[DATASET RECORDS]:
+++

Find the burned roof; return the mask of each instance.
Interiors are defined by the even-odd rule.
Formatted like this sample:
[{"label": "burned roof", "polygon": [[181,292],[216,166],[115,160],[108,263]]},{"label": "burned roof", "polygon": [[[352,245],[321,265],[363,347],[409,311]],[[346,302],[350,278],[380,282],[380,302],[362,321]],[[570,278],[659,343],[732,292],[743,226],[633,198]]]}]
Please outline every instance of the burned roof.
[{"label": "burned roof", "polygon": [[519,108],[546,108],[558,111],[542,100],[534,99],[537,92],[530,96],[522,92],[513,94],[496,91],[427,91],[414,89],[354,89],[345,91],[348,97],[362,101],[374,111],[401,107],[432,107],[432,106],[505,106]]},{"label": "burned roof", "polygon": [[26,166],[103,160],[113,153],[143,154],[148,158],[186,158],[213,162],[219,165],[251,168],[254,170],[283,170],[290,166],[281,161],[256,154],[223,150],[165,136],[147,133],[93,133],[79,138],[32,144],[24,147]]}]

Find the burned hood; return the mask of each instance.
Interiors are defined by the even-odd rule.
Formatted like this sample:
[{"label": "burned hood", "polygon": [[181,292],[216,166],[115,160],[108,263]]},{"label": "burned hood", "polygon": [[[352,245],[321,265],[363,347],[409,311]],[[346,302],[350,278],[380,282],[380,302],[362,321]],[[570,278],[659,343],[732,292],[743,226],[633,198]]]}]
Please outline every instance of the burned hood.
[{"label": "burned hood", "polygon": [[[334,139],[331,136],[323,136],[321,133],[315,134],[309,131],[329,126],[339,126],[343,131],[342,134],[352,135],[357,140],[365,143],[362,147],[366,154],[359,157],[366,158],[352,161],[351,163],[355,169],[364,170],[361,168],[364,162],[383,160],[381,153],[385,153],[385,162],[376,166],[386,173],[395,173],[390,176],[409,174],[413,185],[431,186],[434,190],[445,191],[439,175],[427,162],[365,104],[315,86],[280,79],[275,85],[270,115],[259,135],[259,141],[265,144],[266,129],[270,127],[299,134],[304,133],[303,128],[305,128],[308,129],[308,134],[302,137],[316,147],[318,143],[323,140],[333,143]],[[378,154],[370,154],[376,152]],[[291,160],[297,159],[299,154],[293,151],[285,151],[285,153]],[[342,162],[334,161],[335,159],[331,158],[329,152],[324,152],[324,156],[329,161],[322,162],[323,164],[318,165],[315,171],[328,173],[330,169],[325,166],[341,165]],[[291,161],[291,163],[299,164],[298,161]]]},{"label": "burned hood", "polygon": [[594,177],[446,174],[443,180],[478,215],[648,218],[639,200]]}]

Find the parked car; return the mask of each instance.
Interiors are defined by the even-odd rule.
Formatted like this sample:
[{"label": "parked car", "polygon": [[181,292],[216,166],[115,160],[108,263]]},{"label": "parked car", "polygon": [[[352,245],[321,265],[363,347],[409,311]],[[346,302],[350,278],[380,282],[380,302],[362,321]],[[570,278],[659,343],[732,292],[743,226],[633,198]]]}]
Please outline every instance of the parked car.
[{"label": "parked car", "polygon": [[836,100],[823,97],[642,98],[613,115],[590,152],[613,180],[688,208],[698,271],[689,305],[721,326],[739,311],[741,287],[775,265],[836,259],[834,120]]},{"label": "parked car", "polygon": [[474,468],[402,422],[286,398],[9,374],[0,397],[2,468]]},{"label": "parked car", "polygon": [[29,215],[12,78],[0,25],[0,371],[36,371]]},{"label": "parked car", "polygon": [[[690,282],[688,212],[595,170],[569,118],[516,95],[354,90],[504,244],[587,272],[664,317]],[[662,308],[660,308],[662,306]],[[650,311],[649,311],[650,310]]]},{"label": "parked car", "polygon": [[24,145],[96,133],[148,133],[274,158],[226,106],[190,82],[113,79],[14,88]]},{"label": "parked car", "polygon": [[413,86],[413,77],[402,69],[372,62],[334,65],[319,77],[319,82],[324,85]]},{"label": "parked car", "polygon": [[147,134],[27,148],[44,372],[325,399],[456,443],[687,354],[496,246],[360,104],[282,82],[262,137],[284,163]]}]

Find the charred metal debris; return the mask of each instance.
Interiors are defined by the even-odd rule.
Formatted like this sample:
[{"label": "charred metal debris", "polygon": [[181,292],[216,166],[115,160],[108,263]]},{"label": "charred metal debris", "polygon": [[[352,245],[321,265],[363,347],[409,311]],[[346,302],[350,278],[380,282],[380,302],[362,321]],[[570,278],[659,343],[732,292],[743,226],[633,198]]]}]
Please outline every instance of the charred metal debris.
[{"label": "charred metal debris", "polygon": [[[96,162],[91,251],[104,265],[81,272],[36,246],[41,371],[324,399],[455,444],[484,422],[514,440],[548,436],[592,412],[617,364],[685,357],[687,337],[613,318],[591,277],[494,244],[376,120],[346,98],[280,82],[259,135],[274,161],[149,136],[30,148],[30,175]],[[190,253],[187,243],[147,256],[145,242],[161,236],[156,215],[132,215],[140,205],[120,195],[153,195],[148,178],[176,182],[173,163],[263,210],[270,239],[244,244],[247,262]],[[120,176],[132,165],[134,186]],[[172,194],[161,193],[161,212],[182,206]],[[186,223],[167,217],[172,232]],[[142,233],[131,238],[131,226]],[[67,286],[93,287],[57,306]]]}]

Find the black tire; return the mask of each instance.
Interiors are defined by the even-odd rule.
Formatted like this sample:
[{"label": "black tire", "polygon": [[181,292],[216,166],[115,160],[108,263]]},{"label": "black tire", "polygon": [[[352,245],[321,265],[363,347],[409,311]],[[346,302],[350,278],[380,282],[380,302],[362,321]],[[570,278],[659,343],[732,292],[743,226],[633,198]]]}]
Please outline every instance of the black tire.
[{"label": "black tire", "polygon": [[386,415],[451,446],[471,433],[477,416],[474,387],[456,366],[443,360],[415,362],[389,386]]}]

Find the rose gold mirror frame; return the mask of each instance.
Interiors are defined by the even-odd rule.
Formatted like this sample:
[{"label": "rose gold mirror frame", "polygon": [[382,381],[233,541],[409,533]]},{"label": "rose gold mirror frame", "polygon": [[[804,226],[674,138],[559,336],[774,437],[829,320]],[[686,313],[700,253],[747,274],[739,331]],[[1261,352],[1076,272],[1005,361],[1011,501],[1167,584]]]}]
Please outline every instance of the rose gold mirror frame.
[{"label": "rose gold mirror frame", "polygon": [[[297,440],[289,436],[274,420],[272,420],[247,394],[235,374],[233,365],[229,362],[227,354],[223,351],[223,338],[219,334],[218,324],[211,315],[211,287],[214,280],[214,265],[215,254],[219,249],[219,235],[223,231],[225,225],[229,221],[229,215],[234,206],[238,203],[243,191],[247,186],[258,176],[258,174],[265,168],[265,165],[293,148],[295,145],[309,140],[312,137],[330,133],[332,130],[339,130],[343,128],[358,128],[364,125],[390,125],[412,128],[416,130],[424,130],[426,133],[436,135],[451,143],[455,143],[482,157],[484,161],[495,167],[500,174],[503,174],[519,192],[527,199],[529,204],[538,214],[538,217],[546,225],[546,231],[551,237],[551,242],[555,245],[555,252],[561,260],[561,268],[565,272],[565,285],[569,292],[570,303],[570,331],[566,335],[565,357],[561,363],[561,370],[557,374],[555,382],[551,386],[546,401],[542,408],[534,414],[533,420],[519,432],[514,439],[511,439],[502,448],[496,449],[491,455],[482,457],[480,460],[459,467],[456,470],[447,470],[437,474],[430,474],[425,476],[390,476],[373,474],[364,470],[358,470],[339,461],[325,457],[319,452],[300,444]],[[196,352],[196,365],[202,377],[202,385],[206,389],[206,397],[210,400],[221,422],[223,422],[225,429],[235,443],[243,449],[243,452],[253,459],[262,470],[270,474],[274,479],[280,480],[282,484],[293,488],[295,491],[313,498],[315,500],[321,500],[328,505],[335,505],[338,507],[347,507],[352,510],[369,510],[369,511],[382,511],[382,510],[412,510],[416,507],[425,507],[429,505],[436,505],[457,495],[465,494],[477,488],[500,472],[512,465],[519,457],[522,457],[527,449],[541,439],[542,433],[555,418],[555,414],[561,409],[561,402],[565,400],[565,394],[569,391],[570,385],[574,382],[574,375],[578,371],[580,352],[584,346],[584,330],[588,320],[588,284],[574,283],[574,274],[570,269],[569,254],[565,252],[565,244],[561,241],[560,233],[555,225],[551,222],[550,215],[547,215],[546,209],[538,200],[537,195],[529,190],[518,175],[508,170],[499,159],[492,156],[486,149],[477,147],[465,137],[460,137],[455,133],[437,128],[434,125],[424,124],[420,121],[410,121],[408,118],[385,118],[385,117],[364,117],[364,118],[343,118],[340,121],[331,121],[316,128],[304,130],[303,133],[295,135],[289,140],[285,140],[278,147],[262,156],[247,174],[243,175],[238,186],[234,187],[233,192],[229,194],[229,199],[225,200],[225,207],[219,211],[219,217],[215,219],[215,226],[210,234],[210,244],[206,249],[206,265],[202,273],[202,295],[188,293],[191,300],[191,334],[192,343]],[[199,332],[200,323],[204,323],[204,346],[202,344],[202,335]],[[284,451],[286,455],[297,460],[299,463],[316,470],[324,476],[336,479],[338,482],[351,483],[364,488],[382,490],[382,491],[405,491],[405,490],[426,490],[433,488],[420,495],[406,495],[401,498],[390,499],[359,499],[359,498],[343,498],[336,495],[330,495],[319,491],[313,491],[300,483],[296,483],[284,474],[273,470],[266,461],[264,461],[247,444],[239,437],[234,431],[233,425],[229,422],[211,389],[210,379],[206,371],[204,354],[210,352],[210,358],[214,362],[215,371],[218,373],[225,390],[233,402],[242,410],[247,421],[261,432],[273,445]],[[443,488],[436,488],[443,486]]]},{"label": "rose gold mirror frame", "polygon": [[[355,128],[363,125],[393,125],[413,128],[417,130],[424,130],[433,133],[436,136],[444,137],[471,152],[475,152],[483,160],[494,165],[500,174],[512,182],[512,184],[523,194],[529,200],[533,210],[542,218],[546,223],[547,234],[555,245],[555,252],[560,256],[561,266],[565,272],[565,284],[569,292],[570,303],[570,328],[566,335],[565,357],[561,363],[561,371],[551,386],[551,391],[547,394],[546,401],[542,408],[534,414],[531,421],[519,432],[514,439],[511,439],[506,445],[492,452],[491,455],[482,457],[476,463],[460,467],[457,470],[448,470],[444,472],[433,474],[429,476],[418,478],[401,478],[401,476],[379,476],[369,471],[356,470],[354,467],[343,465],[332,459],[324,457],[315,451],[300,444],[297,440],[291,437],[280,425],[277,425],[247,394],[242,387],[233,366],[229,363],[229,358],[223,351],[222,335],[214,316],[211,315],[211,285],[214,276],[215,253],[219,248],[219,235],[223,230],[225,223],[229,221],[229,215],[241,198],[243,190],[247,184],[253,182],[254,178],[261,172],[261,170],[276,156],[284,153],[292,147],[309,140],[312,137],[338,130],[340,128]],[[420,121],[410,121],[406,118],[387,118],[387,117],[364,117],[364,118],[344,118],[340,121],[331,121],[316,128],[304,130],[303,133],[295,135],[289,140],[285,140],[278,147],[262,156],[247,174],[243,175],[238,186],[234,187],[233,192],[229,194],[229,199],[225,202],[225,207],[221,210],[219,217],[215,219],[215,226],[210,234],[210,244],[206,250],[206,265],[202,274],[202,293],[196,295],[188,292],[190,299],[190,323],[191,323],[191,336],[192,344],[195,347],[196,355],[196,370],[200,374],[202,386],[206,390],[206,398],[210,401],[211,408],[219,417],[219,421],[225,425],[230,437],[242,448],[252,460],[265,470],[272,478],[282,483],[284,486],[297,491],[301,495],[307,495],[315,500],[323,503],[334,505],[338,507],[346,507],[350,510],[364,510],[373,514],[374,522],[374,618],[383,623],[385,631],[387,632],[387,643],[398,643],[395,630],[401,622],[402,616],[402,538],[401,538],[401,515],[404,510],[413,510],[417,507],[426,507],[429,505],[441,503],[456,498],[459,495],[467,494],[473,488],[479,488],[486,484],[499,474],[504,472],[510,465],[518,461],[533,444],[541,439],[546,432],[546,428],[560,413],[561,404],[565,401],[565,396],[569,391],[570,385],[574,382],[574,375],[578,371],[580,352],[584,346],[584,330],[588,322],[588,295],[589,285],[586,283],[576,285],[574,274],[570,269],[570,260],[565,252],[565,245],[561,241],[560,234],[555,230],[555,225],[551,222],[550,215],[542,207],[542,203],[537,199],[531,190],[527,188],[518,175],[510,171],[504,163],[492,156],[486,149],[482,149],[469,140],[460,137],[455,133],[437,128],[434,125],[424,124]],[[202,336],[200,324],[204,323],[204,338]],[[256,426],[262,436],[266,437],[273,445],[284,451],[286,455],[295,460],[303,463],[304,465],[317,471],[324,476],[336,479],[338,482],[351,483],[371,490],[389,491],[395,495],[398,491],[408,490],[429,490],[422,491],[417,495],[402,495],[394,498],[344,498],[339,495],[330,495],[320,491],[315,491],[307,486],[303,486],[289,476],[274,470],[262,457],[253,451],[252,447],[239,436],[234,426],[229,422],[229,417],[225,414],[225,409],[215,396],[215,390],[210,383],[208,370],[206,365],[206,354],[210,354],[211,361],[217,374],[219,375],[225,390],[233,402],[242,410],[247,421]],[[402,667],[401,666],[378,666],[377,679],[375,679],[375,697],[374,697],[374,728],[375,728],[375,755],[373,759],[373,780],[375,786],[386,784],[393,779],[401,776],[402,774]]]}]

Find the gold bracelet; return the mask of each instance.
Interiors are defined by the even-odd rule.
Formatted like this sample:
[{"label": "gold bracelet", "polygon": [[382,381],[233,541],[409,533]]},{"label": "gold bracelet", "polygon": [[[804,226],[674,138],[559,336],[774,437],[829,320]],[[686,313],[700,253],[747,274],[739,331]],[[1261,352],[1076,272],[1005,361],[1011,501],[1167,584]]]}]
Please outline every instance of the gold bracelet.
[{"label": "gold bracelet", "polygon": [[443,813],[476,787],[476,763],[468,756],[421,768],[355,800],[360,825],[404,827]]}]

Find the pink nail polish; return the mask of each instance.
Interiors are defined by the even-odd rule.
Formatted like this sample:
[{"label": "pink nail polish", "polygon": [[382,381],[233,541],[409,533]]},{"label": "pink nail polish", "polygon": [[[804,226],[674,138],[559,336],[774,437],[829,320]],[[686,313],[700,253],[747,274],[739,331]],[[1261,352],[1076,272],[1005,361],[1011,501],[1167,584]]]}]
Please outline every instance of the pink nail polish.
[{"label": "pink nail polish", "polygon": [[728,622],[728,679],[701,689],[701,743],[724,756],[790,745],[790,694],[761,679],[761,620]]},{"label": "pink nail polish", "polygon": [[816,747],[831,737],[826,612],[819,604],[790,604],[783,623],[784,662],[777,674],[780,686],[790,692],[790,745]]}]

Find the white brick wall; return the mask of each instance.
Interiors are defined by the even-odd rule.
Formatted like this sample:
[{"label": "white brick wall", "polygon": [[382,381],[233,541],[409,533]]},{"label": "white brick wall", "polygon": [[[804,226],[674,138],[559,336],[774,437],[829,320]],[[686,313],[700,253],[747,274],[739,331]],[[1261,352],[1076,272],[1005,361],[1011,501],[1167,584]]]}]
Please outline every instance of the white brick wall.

+++

[EXERCISE BRIEF]: Please extract the lines of the entries above, from the line with "Find the pink" to the line with "Please outline every instance of the pink", and copy them out verbatim.

[WRITTEN SOLUTION]:
Find the pink nail polish; return the mask of each instance.
Interiors are defined by the even-odd rule.
Formatted like this sample:
[{"label": "pink nail polish", "polygon": [[382,381],[233,541],[409,533]]},{"label": "pink nail polish", "polygon": [[[804,226],[674,138],[559,336],[774,437],[829,320]],[[686,313],[700,253],[747,274],[739,331]],[[1261,352],[1076,272],[1005,361],[1011,501],[1167,584]]]}]
Please outline every instance of the pink nail polish.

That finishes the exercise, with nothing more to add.